* START Passage shown *

Why Promoting Decent Work Matters More Than Just Any Job for Sri Lankan Women

Originally published on Talking Economics the blog of the Institute of Policy Studies of Sri Lanka (IPS), Sri Lanka’s apex socio-economic policy think tank.

This blog article draws on PEP research conducted as part of the initiative to Address context-specific barriers to women's participation in decent work.

 

Sri Lanka’s low female labour force participation rate (FLFP) has received intense policy attention over the past several decades for many reasons. It is widely assumed that improving FLFP will not only empower women and reduce gender disparities but will also promote productivity and economic growth. Over the years, a popular strategy for promoting FLFP by successive governments has been to encourage self-employment opportunities or entrepreneurship. However, FLFP has remained below 35% for yearsSelf-employment jobs are highly vulnerable to economic fluctuations as social safety nets do not cover them. Furthermore, on average, self-employment income is lower than other types of income. This blog argues that to empower women and drive economic growth, policy should focus on facilitating women’s access to decent work over access to any job.

Measuring Decent Work

According to the International Labour Organization (ILO), decent work refers to jobs that provide workers with dignity, equality, fair wages and safe working conditions. Further, those in decent work have a say in their work and are protected from discrimination. The main components of decent work are workplace rights, employment, social protection and social dialogue. However, the lack of standard indicators to measure decent work and the difficulty in capturing all aspects of decent work, make it challenging to determine the availability of decent work. For example, an aspect such as social dialogue is not easy to capture.

Despite the difficulty in measuring, it is important to understand whether the jobs performed by women in the market are decent jobs. The Department of Census and Statistics (DCS) reported that in 2021, 32% of women aged 15 and above (or working-age women) were in the labour force. Of these, only 29% were employed, while the rest were unemployed.

Since there is no standard measure for decent work, several indicators with varying degrees of decent work components were used to analyse the share of working-age women engaged in various aspects of decent work. These include non-vulnerable work, full-time employment, formal employment, fair wages, and fair wages for decent working hours.

Non-vulnerable work is a relatively better type of work compared to vulnerable work. The latter is categorised as any job that contributes to family work or own account work. These types of employment are considered vulnerable because the workers depend on the revenue generated by their enterprises and are not covered by social security.

* END Passage shown *
* START Extracted data *

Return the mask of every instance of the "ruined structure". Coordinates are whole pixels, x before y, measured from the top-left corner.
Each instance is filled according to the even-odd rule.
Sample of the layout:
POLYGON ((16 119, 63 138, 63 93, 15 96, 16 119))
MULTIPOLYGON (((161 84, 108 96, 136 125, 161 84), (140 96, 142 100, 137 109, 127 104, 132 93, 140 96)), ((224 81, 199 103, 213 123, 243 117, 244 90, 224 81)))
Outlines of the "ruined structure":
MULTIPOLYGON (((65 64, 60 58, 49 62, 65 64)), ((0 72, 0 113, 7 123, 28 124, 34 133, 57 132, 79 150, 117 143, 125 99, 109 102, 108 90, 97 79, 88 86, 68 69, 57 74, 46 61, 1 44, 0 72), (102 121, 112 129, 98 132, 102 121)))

* END Extracted data *
* START Extracted data *

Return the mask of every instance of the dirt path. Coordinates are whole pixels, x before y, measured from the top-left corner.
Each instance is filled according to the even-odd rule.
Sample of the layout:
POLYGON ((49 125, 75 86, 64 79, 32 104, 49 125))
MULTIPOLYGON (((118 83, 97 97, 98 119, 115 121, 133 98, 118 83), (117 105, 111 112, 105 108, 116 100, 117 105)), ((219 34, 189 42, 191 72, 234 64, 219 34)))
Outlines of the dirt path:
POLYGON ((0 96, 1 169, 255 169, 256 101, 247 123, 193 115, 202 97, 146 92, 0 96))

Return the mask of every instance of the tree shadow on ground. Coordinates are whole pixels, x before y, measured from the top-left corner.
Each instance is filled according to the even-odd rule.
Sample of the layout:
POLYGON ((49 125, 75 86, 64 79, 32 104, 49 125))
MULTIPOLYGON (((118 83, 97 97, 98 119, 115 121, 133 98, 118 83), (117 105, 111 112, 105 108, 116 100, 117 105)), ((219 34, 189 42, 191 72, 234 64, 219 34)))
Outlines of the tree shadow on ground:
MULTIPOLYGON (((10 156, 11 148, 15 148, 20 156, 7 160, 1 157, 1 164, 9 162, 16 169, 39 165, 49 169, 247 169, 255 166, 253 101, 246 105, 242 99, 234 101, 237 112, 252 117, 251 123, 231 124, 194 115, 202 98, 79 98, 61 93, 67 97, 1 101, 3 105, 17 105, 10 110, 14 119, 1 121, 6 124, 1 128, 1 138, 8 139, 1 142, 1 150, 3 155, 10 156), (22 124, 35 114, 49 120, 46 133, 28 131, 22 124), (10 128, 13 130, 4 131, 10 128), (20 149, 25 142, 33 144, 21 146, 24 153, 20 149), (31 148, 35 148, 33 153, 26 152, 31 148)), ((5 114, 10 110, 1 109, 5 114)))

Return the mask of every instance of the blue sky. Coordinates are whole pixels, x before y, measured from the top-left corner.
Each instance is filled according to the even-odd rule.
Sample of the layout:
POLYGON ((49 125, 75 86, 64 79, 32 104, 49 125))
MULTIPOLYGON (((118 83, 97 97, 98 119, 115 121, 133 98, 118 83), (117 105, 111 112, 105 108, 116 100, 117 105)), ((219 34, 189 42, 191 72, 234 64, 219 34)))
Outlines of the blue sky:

* END Extracted data *
* START Extracted data *

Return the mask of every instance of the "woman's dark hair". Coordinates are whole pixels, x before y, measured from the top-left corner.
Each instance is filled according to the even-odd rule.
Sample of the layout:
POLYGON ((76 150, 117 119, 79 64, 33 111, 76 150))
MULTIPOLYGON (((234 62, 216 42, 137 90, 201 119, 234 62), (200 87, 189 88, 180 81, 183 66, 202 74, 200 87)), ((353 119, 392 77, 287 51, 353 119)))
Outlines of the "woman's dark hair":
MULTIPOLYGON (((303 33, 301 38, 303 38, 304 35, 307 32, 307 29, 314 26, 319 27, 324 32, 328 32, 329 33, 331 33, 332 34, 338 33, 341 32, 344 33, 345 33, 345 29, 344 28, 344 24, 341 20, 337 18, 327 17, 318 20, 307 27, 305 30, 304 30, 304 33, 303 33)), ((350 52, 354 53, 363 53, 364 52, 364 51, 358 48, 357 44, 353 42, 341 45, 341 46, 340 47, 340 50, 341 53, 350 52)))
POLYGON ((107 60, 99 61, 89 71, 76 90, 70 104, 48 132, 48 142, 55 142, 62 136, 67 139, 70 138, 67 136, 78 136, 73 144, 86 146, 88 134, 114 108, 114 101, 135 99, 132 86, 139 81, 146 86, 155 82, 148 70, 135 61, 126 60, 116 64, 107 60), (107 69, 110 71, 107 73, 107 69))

* END Extracted data *

## Exercise instructions:
1/ Do these statements agree with the article on decent work for Sri Lankan women? Answer yes or no for each and quote the words from the article that decide it.
(a) According to the Department of Census and Statistics, 32% of working-age women were in the labour force in 2021.
(b) The ILO counts social protection among the main components of decent work.
(c) Self-employment income is, on average, higher than other types of income.
2/ Can you copy the lines of the records word for word, starting with the line that contains "Return the mask of every instance of the dirt" and going on through the line that contains "POLYGON ((0 96, 1", with both of those lines included?

## Expected results:
1/
(a) Yes: "The Department of Census and Statistics (DCS) reported that in 2021, 32% of women aged 15 and above (or working-age women) were in the labour force."
(b) Yes: "The main components of decent work are workplace rights, employment, social protection and social dialogue."
(c) No: "Furthermore, on average, self-employment income is lower than other types of income."

2/
Return the mask of every instance of the dirt path. Coordinates are whole pixels, x before y, measured from the top-left corner.
Each instance is filled according to the even-odd rule.
Sample of the layout:
POLYGON ((49 125, 75 86, 64 79, 32 104, 49 125))
MULTIPOLYGON (((118 83, 97 97, 98 119, 115 121, 133 98, 118 83), (117 105, 111 112, 105 108, 116 100, 117 105)), ((219 34, 189 42, 191 72, 234 64, 219 34)))
Outlines of the dirt path:
POLYGON ((0 96, 1 169, 255 169, 256 101, 247 123, 193 115, 202 97, 146 92, 0 96))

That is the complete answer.